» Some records
§ §

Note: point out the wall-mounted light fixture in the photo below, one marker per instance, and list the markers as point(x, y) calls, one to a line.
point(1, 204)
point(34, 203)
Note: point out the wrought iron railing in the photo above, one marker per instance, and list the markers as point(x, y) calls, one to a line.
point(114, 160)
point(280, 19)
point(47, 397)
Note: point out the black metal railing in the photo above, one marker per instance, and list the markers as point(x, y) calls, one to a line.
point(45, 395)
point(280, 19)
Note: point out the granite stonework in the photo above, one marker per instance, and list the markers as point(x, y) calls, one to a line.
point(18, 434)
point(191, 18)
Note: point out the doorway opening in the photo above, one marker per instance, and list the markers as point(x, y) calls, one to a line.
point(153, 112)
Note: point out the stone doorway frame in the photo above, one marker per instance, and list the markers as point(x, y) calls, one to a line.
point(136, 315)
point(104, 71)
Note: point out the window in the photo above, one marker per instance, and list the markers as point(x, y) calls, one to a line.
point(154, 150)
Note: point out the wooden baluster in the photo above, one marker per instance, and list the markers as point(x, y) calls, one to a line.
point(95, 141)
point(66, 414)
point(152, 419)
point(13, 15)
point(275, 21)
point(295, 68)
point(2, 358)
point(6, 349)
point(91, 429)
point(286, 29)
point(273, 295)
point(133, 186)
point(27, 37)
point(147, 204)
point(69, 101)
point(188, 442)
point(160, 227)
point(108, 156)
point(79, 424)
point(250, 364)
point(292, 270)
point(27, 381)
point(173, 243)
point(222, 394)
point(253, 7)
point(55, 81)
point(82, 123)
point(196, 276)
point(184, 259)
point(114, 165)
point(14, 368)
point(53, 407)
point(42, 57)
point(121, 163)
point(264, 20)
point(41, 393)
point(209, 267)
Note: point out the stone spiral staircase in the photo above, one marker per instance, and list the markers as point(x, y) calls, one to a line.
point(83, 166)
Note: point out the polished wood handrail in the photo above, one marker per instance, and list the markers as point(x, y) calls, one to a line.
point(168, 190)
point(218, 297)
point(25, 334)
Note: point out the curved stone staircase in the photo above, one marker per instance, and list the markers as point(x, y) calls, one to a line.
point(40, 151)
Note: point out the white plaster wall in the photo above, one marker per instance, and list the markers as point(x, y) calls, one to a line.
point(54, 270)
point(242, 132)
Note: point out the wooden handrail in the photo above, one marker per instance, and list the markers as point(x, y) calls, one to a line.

§ §

» CHALLENGE
Starting with the line that contains "Note: point out the granite" and going on through the line that contains "point(83, 166)", write out every line of the data above again, Note lines included, with 97 added to each x and y coordinate in the answers.

» SOLUTION TO THE EXERCISE
Note: point out the granite stonework in the photo above, one marker per instance, and list the markers as point(x, y) calls, one to a line.
point(115, 531)
point(288, 115)
Note: point out the doorway opening in the photo above, one marker per instance, and list the markers as point(x, y) calls, one to a line.
point(250, 209)
Note: point out the stone doorway frame in the photo above, one marker per instance, and list the markers as point(x, y) calls, one to a line.
point(233, 412)
point(201, 168)
Note: point out the window in the photo above, one marker per instance, and list the markers as point(x, y) calls, one to a line.
point(251, 247)
Note: point out the wooden baluster in the photo above, one marker per instance, and list the markers as point(x, y) calls, one to a line.
point(192, 238)
point(163, 511)
point(249, 516)
point(110, 112)
point(372, 118)
point(392, 165)
point(99, 455)
point(103, 446)
point(188, 526)
point(383, 126)
point(370, 392)
point(230, 283)
point(124, 134)
point(244, 301)
point(166, 198)
point(285, 539)
point(257, 324)
point(205, 253)
point(176, 521)
point(347, 461)
point(389, 367)
point(124, 478)
point(270, 340)
point(319, 491)
point(350, 104)
point(152, 178)
point(179, 220)
point(293, 373)
point(281, 356)
point(211, 262)
point(111, 465)
point(150, 504)
point(139, 154)
point(218, 260)
point(361, 117)
point(138, 490)
point(306, 364)
Note: point out the stone spiral staircase in the photo above, one marker per instance, and list the markers as point(x, y) calls, one to a line.
point(180, 263)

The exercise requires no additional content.